▸ Directions: Please output each line of the data exactly as it appears.
________________________
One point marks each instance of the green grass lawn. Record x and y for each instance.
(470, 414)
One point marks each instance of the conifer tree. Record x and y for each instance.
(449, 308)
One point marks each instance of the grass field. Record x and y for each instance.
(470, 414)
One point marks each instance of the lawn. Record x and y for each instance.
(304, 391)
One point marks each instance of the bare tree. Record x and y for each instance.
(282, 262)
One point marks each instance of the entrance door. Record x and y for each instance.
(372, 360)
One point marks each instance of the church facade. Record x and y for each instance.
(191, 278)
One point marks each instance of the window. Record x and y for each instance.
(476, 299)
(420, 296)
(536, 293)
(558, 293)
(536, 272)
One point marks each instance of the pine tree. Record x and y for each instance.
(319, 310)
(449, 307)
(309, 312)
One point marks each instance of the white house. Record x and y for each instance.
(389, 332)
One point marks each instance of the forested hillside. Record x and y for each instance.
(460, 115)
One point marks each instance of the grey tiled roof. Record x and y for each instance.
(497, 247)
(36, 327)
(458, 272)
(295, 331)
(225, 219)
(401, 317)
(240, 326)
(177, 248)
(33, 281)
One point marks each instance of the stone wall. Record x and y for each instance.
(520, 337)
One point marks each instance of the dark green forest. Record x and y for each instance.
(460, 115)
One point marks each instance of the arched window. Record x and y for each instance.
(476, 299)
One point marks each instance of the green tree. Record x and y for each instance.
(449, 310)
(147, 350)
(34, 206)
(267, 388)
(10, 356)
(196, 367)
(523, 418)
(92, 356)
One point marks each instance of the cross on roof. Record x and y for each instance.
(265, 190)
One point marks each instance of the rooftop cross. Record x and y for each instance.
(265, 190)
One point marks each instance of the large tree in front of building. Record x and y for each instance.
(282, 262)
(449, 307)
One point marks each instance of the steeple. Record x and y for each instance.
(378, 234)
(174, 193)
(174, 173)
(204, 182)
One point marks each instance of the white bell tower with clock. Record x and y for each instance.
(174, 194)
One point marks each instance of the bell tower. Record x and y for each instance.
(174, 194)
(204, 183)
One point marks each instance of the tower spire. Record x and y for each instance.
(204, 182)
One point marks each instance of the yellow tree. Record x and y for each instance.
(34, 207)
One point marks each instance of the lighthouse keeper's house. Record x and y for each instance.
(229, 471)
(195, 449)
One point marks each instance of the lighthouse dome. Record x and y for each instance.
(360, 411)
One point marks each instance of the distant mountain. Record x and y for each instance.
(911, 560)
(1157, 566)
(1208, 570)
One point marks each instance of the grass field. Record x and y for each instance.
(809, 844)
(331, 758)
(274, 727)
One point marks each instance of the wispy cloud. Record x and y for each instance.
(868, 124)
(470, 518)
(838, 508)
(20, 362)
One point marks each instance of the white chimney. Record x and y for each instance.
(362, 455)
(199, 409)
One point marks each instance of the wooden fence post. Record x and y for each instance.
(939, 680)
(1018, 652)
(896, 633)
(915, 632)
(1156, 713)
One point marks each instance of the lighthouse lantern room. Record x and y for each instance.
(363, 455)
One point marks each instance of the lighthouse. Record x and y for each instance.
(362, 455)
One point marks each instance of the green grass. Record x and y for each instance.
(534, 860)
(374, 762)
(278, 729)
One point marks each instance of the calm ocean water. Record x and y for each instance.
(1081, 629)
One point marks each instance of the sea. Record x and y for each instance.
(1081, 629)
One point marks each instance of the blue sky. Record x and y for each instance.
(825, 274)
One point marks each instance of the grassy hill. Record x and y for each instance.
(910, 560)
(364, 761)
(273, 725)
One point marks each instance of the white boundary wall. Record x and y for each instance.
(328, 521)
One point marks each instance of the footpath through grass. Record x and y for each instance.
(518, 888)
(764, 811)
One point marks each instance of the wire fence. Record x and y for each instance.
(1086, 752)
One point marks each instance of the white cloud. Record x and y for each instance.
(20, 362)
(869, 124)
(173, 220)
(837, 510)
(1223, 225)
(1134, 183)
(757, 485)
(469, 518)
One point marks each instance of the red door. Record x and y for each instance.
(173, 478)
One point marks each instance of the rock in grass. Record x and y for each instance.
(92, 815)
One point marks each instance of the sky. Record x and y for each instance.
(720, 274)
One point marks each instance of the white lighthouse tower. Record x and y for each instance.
________________________
▸ Answer to the exercise:
One point marks each instance of the green grass lawn. Record x and y for each instance.
(470, 414)
One point marks each instance of the conifer tree. Record x and y for each instance.
(449, 308)
One point marks each instance of the grass field. Record x and y for each instance.
(470, 414)
One point marks each instance of the lawn. Record x and y for each instance.
(304, 391)
One point marks each instance of the bare tree. Record x and y for each instance.
(282, 262)
One point marks each instance of the entrance door. Record x and y for each instance.
(372, 360)
One point marks each instance of the church facade. Record x and y for each instance.
(191, 278)
One point marks each instance of the window. Record x and y for each instance.
(476, 299)
(420, 296)
(536, 293)
(558, 293)
(536, 272)
One point marks each instance of the pine tree. Record x and y for each instance.
(319, 310)
(449, 307)
(309, 312)
One point marks each instance of the white house. Record x and y for each instance.
(389, 332)
One point marks each instance of the forested hillside. Record x and y for each instance.
(460, 115)
One point marks each instance of the grey tiled roof. Record x and y for each instance.
(497, 247)
(36, 327)
(458, 272)
(295, 331)
(225, 219)
(401, 317)
(240, 326)
(177, 248)
(33, 281)
One point marks each instance of the stone wall. Record x and y for each instance.
(520, 337)
One point marks each instance of the dark green forest. Record x and y for each instance.
(460, 115)
One point marks each instance of the arched window. Record x and y for each instance.
(476, 299)
One point marks each instance of the green tree. Record x and y for each instance.
(449, 310)
(147, 350)
(34, 206)
(267, 388)
(10, 356)
(196, 367)
(523, 418)
(92, 356)
One point marks each instance of the cross on roof. Record x and y for each instance.
(265, 190)
One point marks each instance of the rooftop cross. Record x and y for each instance.
(265, 190)
One point marks each instance of the large tree in front of building. Record x and y for each instance.
(282, 262)
(449, 307)
One point marks each instance of the steeple. Record x and y for each instance.
(378, 234)
(174, 193)
(174, 173)
(204, 182)
One point marks each instance of the white bell tower with clock. Record x and y for each instance.
(174, 194)
One point marks each instance of the bell tower. Record x and y for each instance.
(174, 194)
(204, 183)
One point marks each instance of the tower spire. Record x and y for each instance.
(204, 182)
One point marks each instance of the yellow tree. Record x and y for each instance.
(34, 207)
One point marks each instance of the lighthouse keeper's house. Record x and y for each instance.
(229, 471)
(195, 449)
One point marks each instance of the lighthouse dome. Record x and y for each instance.
(360, 411)
One point marks each instance of the distant mountain. Record x and y for each instance.
(911, 560)
(1157, 566)
(1208, 570)
One point marks each instance of the grass field. Record x and y for each instance.
(809, 844)
(331, 758)
(274, 727)
One point marks each instance of the wispy cloud. Record x and y for each instance.
(868, 124)
(470, 518)
(838, 508)
(20, 362)
One point marks each instance of the white chimney. Record x and y for each instance.
(362, 455)
(199, 409)
One point marks each instance of the wooden fence post. Record x and y for each instance.
(939, 680)
(1018, 652)
(896, 633)
(915, 632)
(1156, 713)
One point marks each instance of the lighthouse lantern room. Record x and y for each instance.
(363, 455)
One point marks each instance of the lighthouse. Record x and y for each instance.
(362, 455)
One point marks each instance of the green grass. Record x and y for each instance.
(534, 860)
(374, 762)
(278, 729)
One point marks each instance of the calm ocean water. Record x and y for each instance.
(1081, 629)
One point marks each instance of the sea. Record x and y for each instance.
(1081, 629)
One point marks each instance of the blue sky. Record x and y for each instance.
(825, 274)
One point marks each instance of the grassy hill. Record x and y for each instance.
(910, 560)
(364, 761)
(273, 725)
One point marks each instance of the white boundary wall. Record x and y for each instance.
(328, 521)
One point marks each instance of the footpath through grass. Record x and y for each instance.
(518, 888)
(764, 811)
One point marks each instance of the wire fence. Record x and y for each instance.
(1086, 752)
One point marks each instance of the white cloud. Record x and y for each instance.
(20, 362)
(869, 124)
(173, 220)
(837, 510)
(1223, 225)
(1134, 183)
(757, 485)
(469, 518)
One point marks each instance of the red door. Record x and y for each instance.
(173, 478)
One point marks each instance of the rock in grass. Record x and y for each instance.
(92, 815)
One point marks each instance of the sky. Record x and y for each instance.
(720, 274)
One point marks each instance of the white lighthouse tower. Record x and y for each instance.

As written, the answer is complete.